**Records from a data source**.
───

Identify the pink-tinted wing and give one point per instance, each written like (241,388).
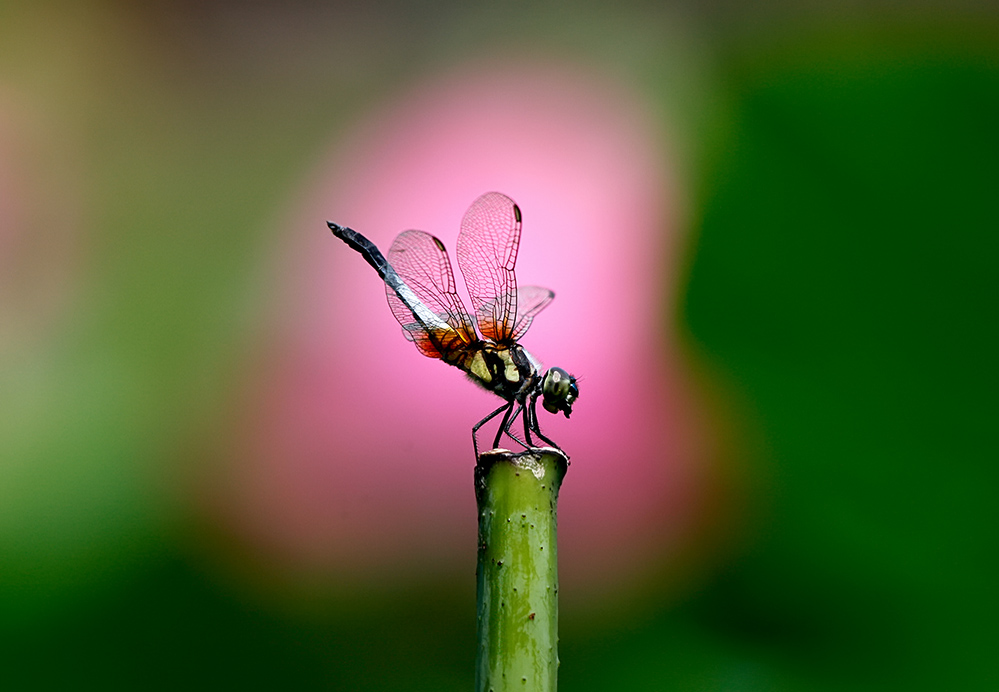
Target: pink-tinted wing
(429,309)
(530,301)
(487,253)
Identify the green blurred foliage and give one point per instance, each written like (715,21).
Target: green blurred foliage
(845,284)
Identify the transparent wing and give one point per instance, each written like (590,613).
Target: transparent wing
(429,309)
(487,253)
(530,301)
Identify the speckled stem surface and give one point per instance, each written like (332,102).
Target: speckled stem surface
(517,571)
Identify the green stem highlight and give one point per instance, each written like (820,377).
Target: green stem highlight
(517,571)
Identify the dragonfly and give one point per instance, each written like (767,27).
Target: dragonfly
(423,297)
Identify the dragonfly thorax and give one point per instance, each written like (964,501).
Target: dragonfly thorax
(506,370)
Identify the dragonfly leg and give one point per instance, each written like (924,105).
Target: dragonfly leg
(475,428)
(507,426)
(532,412)
(527,426)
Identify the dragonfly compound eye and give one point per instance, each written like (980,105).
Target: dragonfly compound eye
(559,390)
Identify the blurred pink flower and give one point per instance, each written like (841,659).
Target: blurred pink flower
(356,454)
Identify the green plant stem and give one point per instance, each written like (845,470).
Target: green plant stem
(517,573)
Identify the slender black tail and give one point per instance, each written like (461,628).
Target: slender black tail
(369,251)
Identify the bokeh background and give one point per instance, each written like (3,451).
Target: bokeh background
(773,230)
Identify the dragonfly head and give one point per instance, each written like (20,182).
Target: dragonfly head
(559,390)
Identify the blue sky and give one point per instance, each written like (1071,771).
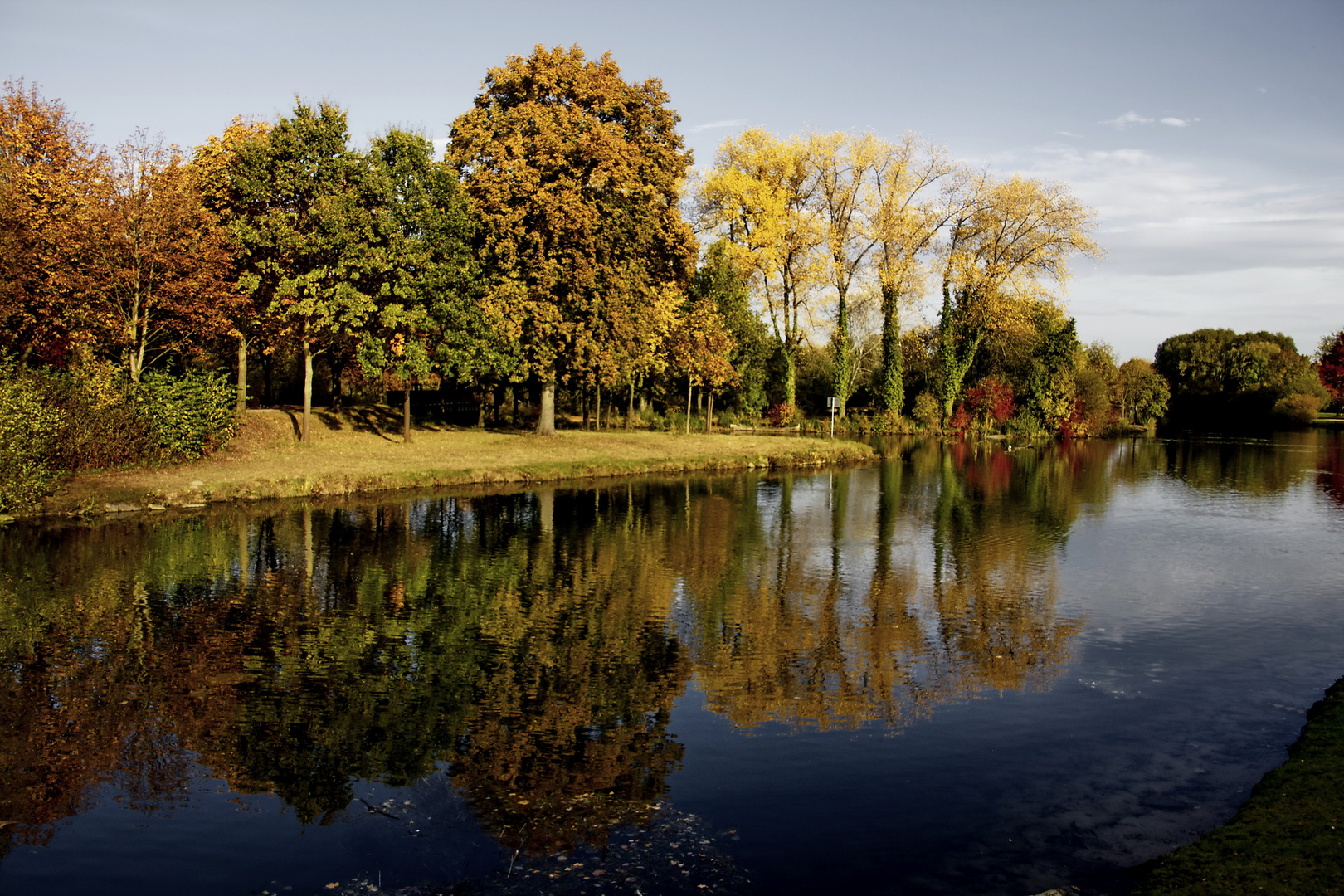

───

**What is expected**. Arrange the lines from the one containing "Identify the green plant" through the end of the records, inclusive, as a JSON list of strings, one string per line and no blank lines. Leave the pictures out.

**Complete response**.
[
  "Identify the green plant stem and give one point per instance, each written like (845,470).",
  "Target: green plant stem",
  "(517,573)",
  "Identify the slender black tail and give one point per instance, each written like (461,628).",
  "Target: slender black tail",
  "(369,251)",
  "Identify the bokeh background and give one point per instance, each written like (3,451).",
  "Target: bokeh background",
  "(773,230)",
  "Identify the dragonfly head and give one point per instance, each written like (20,182).",
  "Target: dragonfly head",
  "(559,390)",
  "Identify the blue sky and give one point per instance, each written like (1071,771)."
]